- [TÂCHE ÉCRITE 1]
Répondez à ces questions sur le texte consacré à la politique linguistique sénégalaise :
(a) Quelle langue est devenue la langue officielle du Sénégal ?
(b) Quel est, d'après le texte, le moyen privilégié pour exprimer la pensée d'un peuple ?
(c) Quel doit être le premier pas de la lutte pour la liberté de tout peuple ?
- [TÂCHE ÉCRITE 2]
Reproduisez fidèlement le passage du texte sur la politique linguistique sénégalaise qui va de « La question du » jusqu'à « l’unité de l’histoire. ».

- [EXTRAIT À LIRE]
Reflexions sur la politique linguistique senegalaise

La question du recours aux langues nationales dans l’enseignement a fait l’objet de beaucoup de débats dans les pays africains nouvellement indépendants. Cette ferme volonté des décideurs politiques à vouloir donner plus de crédibilité aux langues autochtones est due au multilinguisme que nous notons dans nos pays, mais aussi à l’officialisation des langues étrangères dans les anciennes colonies. C’est le cas du Sénégal qui verra le français devenir sa langue officielle. Cette politique est née aussi en réaction contre les politiques éducatives qui se sont fondées sur l’unilinguisme ou le monolinguisme et qui prônaient que l’Etat Nation ne saurait être fondé en dehors de l’unité de la langue, de l’unité de la culture ou de l’unité de l’histoire.

Ainsi, cette conception scientifique européenne du progrès économique qui en exclut le développement du patrimoine linguistique est loin de pouvoir se réaliser car la langue est le moyen privilégié pour exprimer la pensée d’un peuple. Il est compréhensible ainsi qu’en dépouillant un peuple de sa langue on le vide de son génie (B. Faye, 98-99 : p8). Le premier pas donc de la lutte pour la liberté de tout peuple doit être celui du développement de sa langue. De ce fait, la présence d’une langue étrangère qui s’ajoute au multilinguisme africain va créer au lendemain des indépendances un problème sérieux quant aux choix des langues. La langue de l’ancien colonisateur est loin d’être le ciment unificateur des nations comme on l’a tant pensé, et que la situation linguistique des pays africains en général est loin d’être assimilable à la situation européenne car ici, la langue officielle nous est parvenue à cause de la colonisation et en plus de cela les pays africains sont naturellement plurilingues.

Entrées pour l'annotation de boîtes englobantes
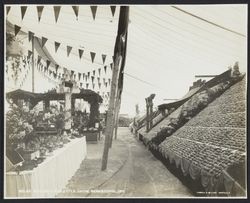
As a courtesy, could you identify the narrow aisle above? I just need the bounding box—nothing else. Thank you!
[88,128,193,197]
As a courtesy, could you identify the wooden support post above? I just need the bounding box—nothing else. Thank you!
[115,100,121,139]
[32,35,35,92]
[146,101,149,132]
[101,6,129,170]
[102,55,119,170]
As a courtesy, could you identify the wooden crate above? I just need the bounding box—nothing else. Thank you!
[83,131,99,142]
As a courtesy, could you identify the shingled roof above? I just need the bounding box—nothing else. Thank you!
[158,77,246,196]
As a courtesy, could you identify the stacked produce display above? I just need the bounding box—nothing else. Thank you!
[158,78,246,195]
[6,103,82,171]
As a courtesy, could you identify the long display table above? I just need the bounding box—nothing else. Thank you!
[5,136,87,198]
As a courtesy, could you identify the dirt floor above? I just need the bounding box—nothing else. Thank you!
[58,128,193,198]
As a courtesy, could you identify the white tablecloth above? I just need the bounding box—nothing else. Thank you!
[5,137,87,198]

- [RÉPONSE COMPLÈTE 1]
(a) Le français.
(b) La langue.
(c) Le développement de sa langue.

- [RÉPONSE COMPLÈTE 2]
La question du recours aux langues nationales dans l’enseignement a fait l’objet de beaucoup de débats dans les pays africains nouvellement indépendants. Cette ferme volonté des décideurs politiques à vouloir donner plus de crédibilité aux langues autochtones est due au multilinguisme que nous notons dans nos pays, mais aussi à l’officialisation des langues étrangères dans les anciennes colonies. C’est le cas du Sénégal qui verra le français devenir sa langue officielle. Cette politique est née aussi en réaction contre les politiques éducatives qui se sont fondées sur l’unilinguisme ou le monolinguisme et qui prônaient que l’Etat Nation ne saurait être fondé en dehors de l’unité de la langue, de l’unité de la culture ou de l’unité de l’histoire.